_PROVIDED RECORDS_:

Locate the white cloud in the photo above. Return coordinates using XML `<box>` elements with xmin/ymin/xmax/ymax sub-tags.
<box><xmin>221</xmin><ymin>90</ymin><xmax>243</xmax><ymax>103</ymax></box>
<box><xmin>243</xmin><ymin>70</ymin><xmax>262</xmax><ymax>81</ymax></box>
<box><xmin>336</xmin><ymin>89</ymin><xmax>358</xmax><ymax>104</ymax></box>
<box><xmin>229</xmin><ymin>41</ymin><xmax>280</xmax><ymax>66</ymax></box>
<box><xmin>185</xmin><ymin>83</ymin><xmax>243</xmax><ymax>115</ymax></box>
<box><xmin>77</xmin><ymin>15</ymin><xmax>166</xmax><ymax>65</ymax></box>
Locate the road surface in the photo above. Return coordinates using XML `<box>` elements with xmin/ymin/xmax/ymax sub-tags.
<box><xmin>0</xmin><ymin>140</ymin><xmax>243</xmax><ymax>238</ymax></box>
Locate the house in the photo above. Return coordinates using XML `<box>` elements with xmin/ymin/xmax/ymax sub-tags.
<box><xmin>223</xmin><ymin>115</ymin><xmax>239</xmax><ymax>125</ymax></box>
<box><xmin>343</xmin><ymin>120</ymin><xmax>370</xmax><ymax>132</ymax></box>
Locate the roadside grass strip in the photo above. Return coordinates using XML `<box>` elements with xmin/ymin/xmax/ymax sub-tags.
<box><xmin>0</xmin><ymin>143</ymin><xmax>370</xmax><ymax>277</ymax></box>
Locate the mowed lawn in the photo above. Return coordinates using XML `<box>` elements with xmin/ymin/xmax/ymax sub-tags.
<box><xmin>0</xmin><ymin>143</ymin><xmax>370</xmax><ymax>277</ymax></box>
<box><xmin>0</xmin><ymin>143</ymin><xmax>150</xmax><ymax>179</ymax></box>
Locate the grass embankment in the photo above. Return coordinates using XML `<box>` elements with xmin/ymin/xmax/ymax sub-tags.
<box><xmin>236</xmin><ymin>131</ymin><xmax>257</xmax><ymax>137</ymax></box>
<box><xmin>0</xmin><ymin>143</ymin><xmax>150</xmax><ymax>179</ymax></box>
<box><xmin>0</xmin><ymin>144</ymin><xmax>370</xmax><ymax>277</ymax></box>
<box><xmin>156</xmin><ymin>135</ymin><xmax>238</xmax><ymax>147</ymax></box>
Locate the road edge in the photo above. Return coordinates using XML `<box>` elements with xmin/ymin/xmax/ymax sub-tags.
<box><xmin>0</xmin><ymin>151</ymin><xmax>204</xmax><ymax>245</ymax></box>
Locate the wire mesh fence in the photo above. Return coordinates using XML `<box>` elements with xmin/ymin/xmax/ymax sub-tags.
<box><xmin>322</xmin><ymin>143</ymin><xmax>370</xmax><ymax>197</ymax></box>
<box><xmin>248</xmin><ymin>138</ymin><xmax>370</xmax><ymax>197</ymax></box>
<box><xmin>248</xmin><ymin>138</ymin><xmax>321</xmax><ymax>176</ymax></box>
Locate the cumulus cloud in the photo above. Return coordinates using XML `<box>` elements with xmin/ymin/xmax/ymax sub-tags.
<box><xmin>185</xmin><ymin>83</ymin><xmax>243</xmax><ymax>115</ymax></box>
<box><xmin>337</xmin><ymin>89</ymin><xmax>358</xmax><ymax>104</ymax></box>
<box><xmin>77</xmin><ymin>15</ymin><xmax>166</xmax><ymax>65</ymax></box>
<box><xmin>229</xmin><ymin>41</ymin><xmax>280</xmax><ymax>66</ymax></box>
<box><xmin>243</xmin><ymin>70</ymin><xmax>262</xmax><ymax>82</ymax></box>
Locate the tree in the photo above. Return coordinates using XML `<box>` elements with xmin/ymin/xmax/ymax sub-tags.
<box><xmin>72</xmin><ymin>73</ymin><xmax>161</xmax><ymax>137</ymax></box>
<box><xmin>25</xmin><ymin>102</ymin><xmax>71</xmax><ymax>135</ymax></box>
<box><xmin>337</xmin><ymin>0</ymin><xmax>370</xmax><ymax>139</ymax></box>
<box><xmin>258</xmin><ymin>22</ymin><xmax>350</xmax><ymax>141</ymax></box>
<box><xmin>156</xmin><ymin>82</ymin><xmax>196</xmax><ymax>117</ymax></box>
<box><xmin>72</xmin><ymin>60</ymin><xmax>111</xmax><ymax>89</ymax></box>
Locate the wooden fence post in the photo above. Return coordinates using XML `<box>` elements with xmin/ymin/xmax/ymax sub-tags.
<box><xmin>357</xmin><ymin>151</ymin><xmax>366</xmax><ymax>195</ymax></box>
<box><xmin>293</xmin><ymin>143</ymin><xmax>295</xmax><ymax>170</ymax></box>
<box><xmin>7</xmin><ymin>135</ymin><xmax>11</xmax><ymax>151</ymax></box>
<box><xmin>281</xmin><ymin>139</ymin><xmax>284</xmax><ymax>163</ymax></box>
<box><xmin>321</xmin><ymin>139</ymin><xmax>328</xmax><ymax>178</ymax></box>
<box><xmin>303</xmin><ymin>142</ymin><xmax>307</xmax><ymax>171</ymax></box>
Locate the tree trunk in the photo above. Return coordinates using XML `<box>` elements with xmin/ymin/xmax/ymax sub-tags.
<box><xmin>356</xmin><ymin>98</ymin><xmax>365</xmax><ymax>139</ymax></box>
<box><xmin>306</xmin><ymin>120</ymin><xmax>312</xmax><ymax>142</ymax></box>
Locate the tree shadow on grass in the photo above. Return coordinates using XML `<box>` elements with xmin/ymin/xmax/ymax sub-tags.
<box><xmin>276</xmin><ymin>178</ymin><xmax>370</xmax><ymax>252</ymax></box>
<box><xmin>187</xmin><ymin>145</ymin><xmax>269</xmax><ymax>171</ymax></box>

_TASK STATEMENT_:
Repeat every line of the records above exactly.

_RESPONSE_:
Locate the white cloud in the photo above. Return coordinates using XML `<box>` elements with xmin/ymin/xmax/ymax sub-tags.
<box><xmin>221</xmin><ymin>90</ymin><xmax>243</xmax><ymax>103</ymax></box>
<box><xmin>243</xmin><ymin>70</ymin><xmax>262</xmax><ymax>81</ymax></box>
<box><xmin>336</xmin><ymin>89</ymin><xmax>358</xmax><ymax>104</ymax></box>
<box><xmin>229</xmin><ymin>41</ymin><xmax>280</xmax><ymax>66</ymax></box>
<box><xmin>185</xmin><ymin>83</ymin><xmax>243</xmax><ymax>115</ymax></box>
<box><xmin>77</xmin><ymin>15</ymin><xmax>166</xmax><ymax>65</ymax></box>
Locate the road surface in the photo above. Return coordinates using XML `<box>` elements with xmin/ymin/xmax/ymax sub-tags.
<box><xmin>0</xmin><ymin>140</ymin><xmax>243</xmax><ymax>238</ymax></box>
Locate the house in the photo above. Return coordinates using XML `<box>` elements with xmin/ymin/xmax/ymax sub-tags.
<box><xmin>223</xmin><ymin>115</ymin><xmax>239</xmax><ymax>125</ymax></box>
<box><xmin>343</xmin><ymin>120</ymin><xmax>370</xmax><ymax>132</ymax></box>
Locate the roadside grass strip in the photo above. Return coordinates using XML `<box>` elements with xmin/ymin/xmax/ymax sub-tags.
<box><xmin>0</xmin><ymin>143</ymin><xmax>370</xmax><ymax>277</ymax></box>
Locate the mowed lawn in the photo above. Return coordinates using XML `<box>` elements with xmin/ymin/xmax/ymax sub-tags.
<box><xmin>0</xmin><ymin>143</ymin><xmax>370</xmax><ymax>277</ymax></box>
<box><xmin>0</xmin><ymin>143</ymin><xmax>150</xmax><ymax>179</ymax></box>
Locate the grass embankment in the photo above. Return coordinates using XML `<box>` elements with xmin/ymin/xmax/ymax sub-tags.
<box><xmin>236</xmin><ymin>131</ymin><xmax>257</xmax><ymax>137</ymax></box>
<box><xmin>0</xmin><ymin>143</ymin><xmax>150</xmax><ymax>179</ymax></box>
<box><xmin>0</xmin><ymin>144</ymin><xmax>370</xmax><ymax>277</ymax></box>
<box><xmin>156</xmin><ymin>135</ymin><xmax>238</xmax><ymax>147</ymax></box>
Locate the road edge in the photo above. Return coordinates using XML `<box>` elements with xmin/ymin/xmax/ymax sub-tags.
<box><xmin>0</xmin><ymin>151</ymin><xmax>204</xmax><ymax>245</ymax></box>
Locate the wire mesh fence in the photo above. Return coordinates using XML `<box>` elements with xmin/ymin/xmax/ymax sub-tags.
<box><xmin>322</xmin><ymin>143</ymin><xmax>370</xmax><ymax>197</ymax></box>
<box><xmin>248</xmin><ymin>138</ymin><xmax>370</xmax><ymax>197</ymax></box>
<box><xmin>248</xmin><ymin>138</ymin><xmax>321</xmax><ymax>176</ymax></box>
Locate the cumulus cloud in the photo above. Return coordinates using XML `<box>` elements with xmin/ymin/xmax/ymax sub-tags.
<box><xmin>185</xmin><ymin>83</ymin><xmax>243</xmax><ymax>115</ymax></box>
<box><xmin>337</xmin><ymin>89</ymin><xmax>358</xmax><ymax>104</ymax></box>
<box><xmin>77</xmin><ymin>15</ymin><xmax>166</xmax><ymax>65</ymax></box>
<box><xmin>229</xmin><ymin>41</ymin><xmax>280</xmax><ymax>66</ymax></box>
<box><xmin>243</xmin><ymin>70</ymin><xmax>262</xmax><ymax>82</ymax></box>
Locate the tree in the photo above. Return coordinates using XML `<box>` elements with xmin/ymin/xmax/ymax sub-tags.
<box><xmin>72</xmin><ymin>73</ymin><xmax>161</xmax><ymax>137</ymax></box>
<box><xmin>25</xmin><ymin>102</ymin><xmax>71</xmax><ymax>135</ymax></box>
<box><xmin>337</xmin><ymin>0</ymin><xmax>370</xmax><ymax>139</ymax></box>
<box><xmin>258</xmin><ymin>22</ymin><xmax>350</xmax><ymax>141</ymax></box>
<box><xmin>156</xmin><ymin>82</ymin><xmax>196</xmax><ymax>117</ymax></box>
<box><xmin>72</xmin><ymin>60</ymin><xmax>111</xmax><ymax>89</ymax></box>
Locate the wooden fence post in the photo above. Return coordinates using XML `<box>` elements with xmin/ymin/xmax/ymax sub-tags.
<box><xmin>357</xmin><ymin>151</ymin><xmax>366</xmax><ymax>195</ymax></box>
<box><xmin>293</xmin><ymin>143</ymin><xmax>295</xmax><ymax>170</ymax></box>
<box><xmin>7</xmin><ymin>135</ymin><xmax>11</xmax><ymax>151</ymax></box>
<box><xmin>281</xmin><ymin>139</ymin><xmax>284</xmax><ymax>163</ymax></box>
<box><xmin>321</xmin><ymin>139</ymin><xmax>328</xmax><ymax>178</ymax></box>
<box><xmin>303</xmin><ymin>142</ymin><xmax>307</xmax><ymax>171</ymax></box>
Locate the tree trunk in the photo above. Return coordinates using XML `<box>` elements with xmin/ymin/xmax/ymax sub-tags.
<box><xmin>356</xmin><ymin>98</ymin><xmax>365</xmax><ymax>139</ymax></box>
<box><xmin>306</xmin><ymin>120</ymin><xmax>312</xmax><ymax>142</ymax></box>
Locate the tree shadow on grass in the photo above. Return coordinates using XML `<box>` elements with xmin/ymin/xmax/ymax sub-tags.
<box><xmin>276</xmin><ymin>178</ymin><xmax>370</xmax><ymax>252</ymax></box>
<box><xmin>187</xmin><ymin>145</ymin><xmax>269</xmax><ymax>171</ymax></box>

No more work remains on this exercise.